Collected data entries
Segment Open

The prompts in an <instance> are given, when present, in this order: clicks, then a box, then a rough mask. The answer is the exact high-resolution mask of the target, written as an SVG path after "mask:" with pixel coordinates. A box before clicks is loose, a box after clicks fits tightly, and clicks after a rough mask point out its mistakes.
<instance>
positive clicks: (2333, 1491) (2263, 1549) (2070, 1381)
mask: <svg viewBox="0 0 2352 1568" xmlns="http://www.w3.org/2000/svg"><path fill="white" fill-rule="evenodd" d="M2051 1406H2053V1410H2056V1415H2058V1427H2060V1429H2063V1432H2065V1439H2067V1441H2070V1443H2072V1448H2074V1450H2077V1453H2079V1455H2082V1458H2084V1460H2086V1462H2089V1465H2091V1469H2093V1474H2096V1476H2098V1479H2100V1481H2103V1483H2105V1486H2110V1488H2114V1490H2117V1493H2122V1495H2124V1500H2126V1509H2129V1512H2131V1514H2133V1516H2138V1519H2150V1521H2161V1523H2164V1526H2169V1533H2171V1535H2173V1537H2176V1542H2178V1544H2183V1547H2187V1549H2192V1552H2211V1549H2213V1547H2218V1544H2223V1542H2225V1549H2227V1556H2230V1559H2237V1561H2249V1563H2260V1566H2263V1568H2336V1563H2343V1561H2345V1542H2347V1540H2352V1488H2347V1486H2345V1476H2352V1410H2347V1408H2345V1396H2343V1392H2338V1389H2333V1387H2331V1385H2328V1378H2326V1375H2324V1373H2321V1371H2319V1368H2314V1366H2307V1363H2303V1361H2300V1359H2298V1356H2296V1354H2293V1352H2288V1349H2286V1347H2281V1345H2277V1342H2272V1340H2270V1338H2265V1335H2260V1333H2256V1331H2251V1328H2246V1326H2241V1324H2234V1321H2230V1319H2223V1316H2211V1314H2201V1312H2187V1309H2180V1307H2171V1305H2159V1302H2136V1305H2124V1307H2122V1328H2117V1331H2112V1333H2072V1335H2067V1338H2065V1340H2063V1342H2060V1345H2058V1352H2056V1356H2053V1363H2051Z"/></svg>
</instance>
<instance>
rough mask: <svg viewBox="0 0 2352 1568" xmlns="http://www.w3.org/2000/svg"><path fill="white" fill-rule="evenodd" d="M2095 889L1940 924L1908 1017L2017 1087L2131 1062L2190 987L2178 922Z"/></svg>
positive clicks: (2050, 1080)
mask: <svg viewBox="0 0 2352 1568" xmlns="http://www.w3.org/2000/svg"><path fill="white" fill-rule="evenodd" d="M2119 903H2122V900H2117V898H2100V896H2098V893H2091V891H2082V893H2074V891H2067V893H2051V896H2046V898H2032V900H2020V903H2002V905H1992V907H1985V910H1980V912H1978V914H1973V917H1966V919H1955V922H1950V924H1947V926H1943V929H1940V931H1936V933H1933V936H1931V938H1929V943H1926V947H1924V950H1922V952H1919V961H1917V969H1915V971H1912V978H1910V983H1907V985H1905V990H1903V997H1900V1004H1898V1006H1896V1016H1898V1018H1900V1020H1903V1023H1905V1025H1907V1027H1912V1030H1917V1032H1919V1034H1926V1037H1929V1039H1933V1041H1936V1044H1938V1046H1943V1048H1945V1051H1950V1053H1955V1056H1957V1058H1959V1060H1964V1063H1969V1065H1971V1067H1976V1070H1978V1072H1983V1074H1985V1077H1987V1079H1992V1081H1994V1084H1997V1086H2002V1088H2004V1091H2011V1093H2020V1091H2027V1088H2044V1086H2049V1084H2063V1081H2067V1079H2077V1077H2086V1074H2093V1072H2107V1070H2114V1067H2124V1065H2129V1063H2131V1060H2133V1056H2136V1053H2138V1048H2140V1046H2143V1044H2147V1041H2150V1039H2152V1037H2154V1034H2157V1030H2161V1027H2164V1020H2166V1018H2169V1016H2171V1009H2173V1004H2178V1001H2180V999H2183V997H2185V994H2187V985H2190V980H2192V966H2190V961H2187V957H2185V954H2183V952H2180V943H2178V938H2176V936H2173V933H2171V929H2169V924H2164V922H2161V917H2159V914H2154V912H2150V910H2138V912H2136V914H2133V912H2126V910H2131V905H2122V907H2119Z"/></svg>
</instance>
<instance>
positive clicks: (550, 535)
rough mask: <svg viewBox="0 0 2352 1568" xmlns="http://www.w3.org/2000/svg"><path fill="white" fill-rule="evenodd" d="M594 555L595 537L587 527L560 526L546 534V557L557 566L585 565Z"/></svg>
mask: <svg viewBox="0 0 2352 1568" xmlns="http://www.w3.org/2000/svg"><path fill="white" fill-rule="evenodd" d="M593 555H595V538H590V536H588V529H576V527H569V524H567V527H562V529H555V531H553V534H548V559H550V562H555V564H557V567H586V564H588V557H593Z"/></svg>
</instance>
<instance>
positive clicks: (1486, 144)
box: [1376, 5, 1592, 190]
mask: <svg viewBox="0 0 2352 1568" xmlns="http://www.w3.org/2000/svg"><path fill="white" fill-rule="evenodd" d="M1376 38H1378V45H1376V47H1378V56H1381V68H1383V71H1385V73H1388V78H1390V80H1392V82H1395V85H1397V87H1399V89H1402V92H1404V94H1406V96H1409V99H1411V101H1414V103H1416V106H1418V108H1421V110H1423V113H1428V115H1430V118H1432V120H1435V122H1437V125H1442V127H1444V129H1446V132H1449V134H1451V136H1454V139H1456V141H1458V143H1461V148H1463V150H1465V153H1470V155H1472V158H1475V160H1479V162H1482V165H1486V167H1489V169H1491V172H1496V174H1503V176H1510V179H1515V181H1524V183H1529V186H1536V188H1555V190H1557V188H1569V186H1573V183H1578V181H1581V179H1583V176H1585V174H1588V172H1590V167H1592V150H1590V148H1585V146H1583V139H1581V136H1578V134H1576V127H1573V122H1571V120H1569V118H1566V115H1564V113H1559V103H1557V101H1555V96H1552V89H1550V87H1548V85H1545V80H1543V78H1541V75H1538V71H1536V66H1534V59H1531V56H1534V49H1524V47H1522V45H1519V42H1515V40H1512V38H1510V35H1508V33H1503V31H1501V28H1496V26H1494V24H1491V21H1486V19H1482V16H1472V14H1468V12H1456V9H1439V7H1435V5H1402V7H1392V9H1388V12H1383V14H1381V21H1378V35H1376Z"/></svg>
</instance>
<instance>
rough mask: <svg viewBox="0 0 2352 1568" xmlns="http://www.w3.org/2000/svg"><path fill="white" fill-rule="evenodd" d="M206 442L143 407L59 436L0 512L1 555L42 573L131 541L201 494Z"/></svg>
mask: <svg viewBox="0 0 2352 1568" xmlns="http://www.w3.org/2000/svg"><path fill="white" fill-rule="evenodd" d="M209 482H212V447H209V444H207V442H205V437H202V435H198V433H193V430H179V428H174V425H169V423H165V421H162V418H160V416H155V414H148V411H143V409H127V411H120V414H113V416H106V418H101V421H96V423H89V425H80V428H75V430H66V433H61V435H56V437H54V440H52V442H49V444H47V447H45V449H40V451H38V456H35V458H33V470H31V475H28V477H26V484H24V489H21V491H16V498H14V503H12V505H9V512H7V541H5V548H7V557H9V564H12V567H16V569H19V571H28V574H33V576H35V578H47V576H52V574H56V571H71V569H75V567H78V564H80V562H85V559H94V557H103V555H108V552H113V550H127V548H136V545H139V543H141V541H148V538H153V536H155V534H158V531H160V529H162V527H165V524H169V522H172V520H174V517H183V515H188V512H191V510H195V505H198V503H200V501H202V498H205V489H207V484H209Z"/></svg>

Segment Closed

* What the task asks: Reproduce every record, making sure each one stays exactly the same.

* Task output:
The prompts in an <instance> are given, when present, in this order: clicks, then a box, then a rough mask. The answer is the exact high-resolution mask of the target, written as an SVG path after "mask:" with pixel coordinates. A box before clicks is loose, a box after clicks fits tightly, and clicks after a rough mask point out its mistakes.
<instance>
positive clicks: (2333, 1491) (2263, 1549) (2070, 1381)
mask: <svg viewBox="0 0 2352 1568" xmlns="http://www.w3.org/2000/svg"><path fill="white" fill-rule="evenodd" d="M2051 1406H2053V1410H2056V1415H2058V1427H2060V1429H2063V1432H2065V1439H2067V1441H2070V1443H2072V1448H2074V1450H2077V1453H2079V1455H2082V1458H2084V1460H2086V1462H2089V1465H2091V1469H2093V1474H2096V1476H2098V1479H2100V1481H2103V1483H2105V1486H2110V1488H2114V1490H2117V1493H2122V1495H2124V1500H2126V1509H2129V1512H2131V1514H2133V1516H2138V1519H2150V1521H2161V1523H2164V1526H2169V1533H2171V1535H2173V1537H2176V1542H2178V1544H2183V1547H2187V1549H2192V1552H2211V1549H2213V1547H2218V1544H2223V1542H2225V1549H2227V1556H2230V1559H2237V1561H2249V1563H2260V1566H2263V1568H2336V1563H2343V1561H2345V1542H2347V1540H2352V1488H2347V1486H2345V1476H2352V1410H2347V1408H2345V1396H2343V1392H2338V1389H2333V1387H2331V1385H2328V1378H2326V1375H2324V1373H2321V1371H2319V1368H2314V1366H2307V1363H2303V1361H2300V1359H2298V1356H2296V1354H2293V1352H2288V1349H2286V1347H2281V1345H2277V1342H2272V1340H2270V1338H2265V1335H2260V1333H2256V1331H2251V1328H2246V1326H2241V1324H2234V1321H2230V1319H2223V1316H2211V1314H2201V1312H2187V1309H2180V1307H2171V1305H2159V1302H2136V1305H2124V1307H2122V1328H2117V1331H2112V1333H2072V1335H2067V1338H2065V1340H2063V1342H2060V1345H2058V1352H2056V1356H2053V1363H2051Z"/></svg>
</instance>
<instance>
rough mask: <svg viewBox="0 0 2352 1568" xmlns="http://www.w3.org/2000/svg"><path fill="white" fill-rule="evenodd" d="M2095 889L1940 924L1908 1017L2017 1087L2131 1062L2190 987L2178 922Z"/></svg>
positive clicks: (2050, 1080)
mask: <svg viewBox="0 0 2352 1568" xmlns="http://www.w3.org/2000/svg"><path fill="white" fill-rule="evenodd" d="M2119 903H2122V900H2117V898H2100V896H2098V893H2091V891H2082V893H2074V891H2067V893H2051V896H2046V898H2032V900H2020V903H2002V905H1992V907H1985V910H1980V912H1978V914H1973V917H1966V919H1955V922H1950V924H1947V926H1943V929H1940V931H1936V933H1933V936H1931V938H1929V943H1926V947H1924V950H1922V952H1919V961H1917V969H1915V971H1912V978H1910V983H1907V985H1905V990H1903V997H1900V1004H1898V1006H1896V1016H1898V1018H1900V1020H1903V1023H1905V1025H1907V1027H1912V1030H1917V1032H1919V1034H1926V1037H1929V1039H1933V1041H1936V1044H1938V1046H1943V1048H1945V1051H1950V1053H1955V1056H1957V1058H1959V1060H1964V1063H1969V1065H1971V1067H1976V1070H1978V1072H1983V1074H1985V1077H1987V1079H1992V1081H1994V1084H1997V1086H2002V1088H2004V1091H2011V1093H2020V1091H2027V1088H2044V1086H2049V1084H2063V1081H2067V1079H2077V1077H2086V1074H2093V1072H2107V1070H2114V1067H2124V1065H2129V1063H2131V1060H2133V1056H2136V1053H2138V1048H2140V1046H2143V1044H2147V1041H2150V1039H2152V1037H2154V1034H2157V1030H2161V1027H2164V1020H2166V1018H2169V1016H2171V1009H2173V1004H2178V1001H2180V999H2183V997H2185V994H2187V985H2190V980H2192V966H2190V961H2187V957H2185V954H2183V952H2180V943H2178V938H2176V936H2173V933H2171V929H2169V924H2164V922H2161V917H2159V914H2154V912H2150V910H2138V912H2136V914H2133V912H2126V910H2131V905H2122V907H2119Z"/></svg>
</instance>
<instance>
positive clicks: (550, 535)
rough mask: <svg viewBox="0 0 2352 1568" xmlns="http://www.w3.org/2000/svg"><path fill="white" fill-rule="evenodd" d="M594 555L595 537L587 527L560 526L546 534V557L557 566L585 565Z"/></svg>
mask: <svg viewBox="0 0 2352 1568" xmlns="http://www.w3.org/2000/svg"><path fill="white" fill-rule="evenodd" d="M593 555H595V538H590V536H588V529H576V527H569V524H567V527H562V529H555V531H553V534H548V559H550V562H555V564H557V567H586V564H588V557H593Z"/></svg>
</instance>
<instance>
positive clicks: (1486, 144)
box: [1376, 5, 1592, 190]
mask: <svg viewBox="0 0 2352 1568" xmlns="http://www.w3.org/2000/svg"><path fill="white" fill-rule="evenodd" d="M1376 38H1378V45H1376V47H1378V56H1381V68H1383V71H1385V73H1388V78H1390V80H1392V82H1395V85H1397V87H1399V89H1402V92H1404V94H1406V96H1409V99H1411V101H1414V103H1416V106H1418V108H1421V110H1423V113H1428V115H1430V118H1432V120H1435V122H1437V125H1442V127H1444V129H1446V132H1449V134H1451V136H1454V139H1456V141H1458V143H1461V148H1463V150H1465V153H1470V155H1472V158H1475V160H1479V162H1482V165H1486V167H1489V169H1491V172H1496V174H1503V176H1510V179H1515V181H1524V183H1529V186H1536V188H1555V190H1557V188H1569V186H1573V183H1578V181H1581V179H1583V176H1585V174H1588V172H1590V167H1592V150H1590V148H1585V146H1583V139H1581V136H1578V134H1576V127H1573V122H1571V120H1569V118H1566V115H1564V113H1559V103H1557V101H1555V96H1552V89H1550V87H1548V85H1545V80H1543V78H1541V75H1538V71H1536V66H1534V59H1531V56H1534V49H1524V47H1522V45H1519V42H1515V40H1512V38H1510V35H1508V33H1503V31H1501V28H1496V26H1494V24H1491V21H1486V19H1482V16H1472V14H1468V12H1456V9H1439V7H1435V5H1402V7H1392V9H1388V12H1383V14H1381V21H1378V35H1376Z"/></svg>
</instance>
<instance>
rough mask: <svg viewBox="0 0 2352 1568" xmlns="http://www.w3.org/2000/svg"><path fill="white" fill-rule="evenodd" d="M206 442L143 407L59 436L0 512L1 555L42 573L131 541L201 494Z"/></svg>
mask: <svg viewBox="0 0 2352 1568" xmlns="http://www.w3.org/2000/svg"><path fill="white" fill-rule="evenodd" d="M209 482H212V447H209V444H207V442H205V437H202V435H198V433H193V430H179V428H174V425H169V423H165V421H162V418H160V416H155V414H148V411H143V409H127V411H120V414H113V416H106V418H101V421H96V423H89V425H80V428H75V430H66V433H61V435H56V437H54V440H52V442H49V444H47V447H45V449H40V451H38V456H35V458H33V470H31V475H28V477H26V484H24V489H21V491H16V498H14V503H12V505H9V512H7V541H5V548H7V557H9V564H12V567H16V569H19V571H28V574H33V576H35V578H47V576H52V574H56V571H71V569H75V567H78V564H80V562H85V559H94V557H103V555H108V552H113V550H127V548H136V545H139V543H141V541H148V538H153V536H155V534H158V531H160V529H162V527H165V524H169V522H172V520H174V517H183V515H188V512H191V510H195V505H198V503H200V501H202V498H205V489H207V484H209Z"/></svg>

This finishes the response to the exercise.